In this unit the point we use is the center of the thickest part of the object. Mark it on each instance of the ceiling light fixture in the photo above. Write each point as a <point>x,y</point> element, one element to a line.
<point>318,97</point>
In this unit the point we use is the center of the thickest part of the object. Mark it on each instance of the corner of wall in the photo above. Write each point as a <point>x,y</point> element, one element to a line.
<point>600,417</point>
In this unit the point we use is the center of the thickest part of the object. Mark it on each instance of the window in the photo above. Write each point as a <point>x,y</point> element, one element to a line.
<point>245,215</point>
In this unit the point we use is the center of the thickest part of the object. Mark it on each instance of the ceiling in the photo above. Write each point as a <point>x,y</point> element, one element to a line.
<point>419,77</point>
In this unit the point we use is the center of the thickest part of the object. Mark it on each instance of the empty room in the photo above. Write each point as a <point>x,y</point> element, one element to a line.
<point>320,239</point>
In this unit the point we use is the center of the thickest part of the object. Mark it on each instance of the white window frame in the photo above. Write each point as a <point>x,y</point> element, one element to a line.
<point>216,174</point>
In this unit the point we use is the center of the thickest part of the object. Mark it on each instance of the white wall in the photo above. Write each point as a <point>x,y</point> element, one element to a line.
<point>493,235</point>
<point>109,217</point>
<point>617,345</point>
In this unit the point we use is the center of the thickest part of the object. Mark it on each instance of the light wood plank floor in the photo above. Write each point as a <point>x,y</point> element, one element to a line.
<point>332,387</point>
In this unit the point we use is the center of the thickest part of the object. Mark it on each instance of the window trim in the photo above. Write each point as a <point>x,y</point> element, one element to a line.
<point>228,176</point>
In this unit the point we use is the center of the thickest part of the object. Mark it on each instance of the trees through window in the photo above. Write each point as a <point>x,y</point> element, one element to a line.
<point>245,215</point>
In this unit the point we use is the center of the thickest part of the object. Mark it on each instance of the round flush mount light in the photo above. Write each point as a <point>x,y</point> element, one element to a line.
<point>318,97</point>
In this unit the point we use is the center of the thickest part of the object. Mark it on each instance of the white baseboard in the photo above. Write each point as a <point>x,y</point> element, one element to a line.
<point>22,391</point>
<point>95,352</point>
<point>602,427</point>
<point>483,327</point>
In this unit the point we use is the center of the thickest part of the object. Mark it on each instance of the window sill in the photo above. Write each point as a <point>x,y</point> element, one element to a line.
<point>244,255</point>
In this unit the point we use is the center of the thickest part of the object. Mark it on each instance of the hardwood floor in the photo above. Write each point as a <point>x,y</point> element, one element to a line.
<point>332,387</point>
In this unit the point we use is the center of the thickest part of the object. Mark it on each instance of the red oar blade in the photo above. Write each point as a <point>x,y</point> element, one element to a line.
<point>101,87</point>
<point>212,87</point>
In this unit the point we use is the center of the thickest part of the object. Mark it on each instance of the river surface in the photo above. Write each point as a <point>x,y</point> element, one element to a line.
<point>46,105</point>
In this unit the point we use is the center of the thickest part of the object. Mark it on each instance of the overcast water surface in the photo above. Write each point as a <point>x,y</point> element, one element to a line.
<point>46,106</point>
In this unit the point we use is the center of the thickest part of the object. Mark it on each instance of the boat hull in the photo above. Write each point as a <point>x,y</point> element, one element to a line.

== Task objective ==
Set the entries down again, unchanged and complete.

== Result below ==
In this unit the point we use is the center of the thickest part of the object. Mark it on each instance of the ceiling light fixture in the photo above. Write each point as a <point>x,y</point> element, one element to a line.
<point>318,97</point>
In this unit the point we use is the center of the thickest part of the object. Mark it on each instance of the corner of wall in the photo above. Write each point as a <point>x,y</point> element, one element to a line.
<point>600,417</point>
In this unit the point we use is the center of the thickest part of the object. Mark it on each instance of the window in the photo above. Write each point as a <point>x,y</point> element, one element to a line.
<point>245,215</point>
In this unit the point we use is the center of the thickest part of the object. Mark it on each instance of the ceiling in the photo above. Write each point as a <point>x,y</point> element, one element to a line.
<point>419,77</point>
In this unit the point we use is the center of the thickest part of the object. Mark it on each instance of the empty room in the photo above. Write each point as a <point>x,y</point> element, one element to a line.
<point>320,239</point>
In this unit the point we use is the center of the thickest part of the object. Mark it on each instance of the white window frame in the photo above. Write each point as a <point>x,y</point> element, one element to a line.
<point>216,174</point>
In this unit the point we use is the center of the thickest part of the object. Mark it on each instance of the white wall in the photo above. Write each point as a <point>x,y</point> element, one element to a line.
<point>493,235</point>
<point>109,217</point>
<point>617,345</point>
In this unit the point we use is the center of the thickest part of the object. Mark it on each instance of the light wood plank floor in the photo above. Write each point as a <point>x,y</point> element, one element to a line.
<point>332,387</point>
In this unit the point we use is the center of the thickest part of the object. Mark it on each instance of the window trim in the photo above. Write each point as a <point>x,y</point> element, one element to a line.
<point>228,176</point>
In this unit the point we use is the center of the thickest part of the object. Mark it on each instance of the trees through window in the photo above. Write each point as a <point>x,y</point> element, one element to a line.
<point>245,215</point>
In this unit the point we use is the center of the thickest part of the object. Mark it on each instance of the round flush mount light in the photo above. Write each point as a <point>x,y</point> element, one element to a line.
<point>318,97</point>
In this unit the point we use is the center of the thickest part of the object. Mark it on each instance of the white baseboard in the photo above. Write each point as a <point>x,y</point> element, one element to a line.
<point>22,391</point>
<point>95,352</point>
<point>602,427</point>
<point>483,327</point>
In this unit the point we use is the center of the thickest part of the object. Mark it on each instance of the window sill in the photo above. Write each point as a <point>x,y</point> element, one element to a line.
<point>244,255</point>
In this unit the point we use is the center of the thickest part of the object. Mark it on each instance of the hardwood floor in the photo above. Write each point as a <point>x,y</point> element, one element to a line.
<point>332,387</point>
In this unit the point we use is the center of the thickest part of the object. Mark it on each instance of the red oar blade in the photo above. Write each point as a <point>x,y</point> element, one element to a line.
<point>101,87</point>
<point>212,87</point>
In this unit the point we use is the center of the thickest part of the object. Mark it on each instance of the river surface in the photo above. Write each point as a <point>x,y</point> element, one element to a line.
<point>46,105</point>
In this unit the point we use is the center of the thickest part of the object. Mark it on each instance of the overcast water surface in the photo above. Write each point as a <point>x,y</point> element, one element to a line.
<point>46,106</point>
In this unit the point we use is the center of the thickest part of the object. Mark it on each instance of the boat hull in the photo above. Write each point as a <point>x,y</point> element, one element to a line.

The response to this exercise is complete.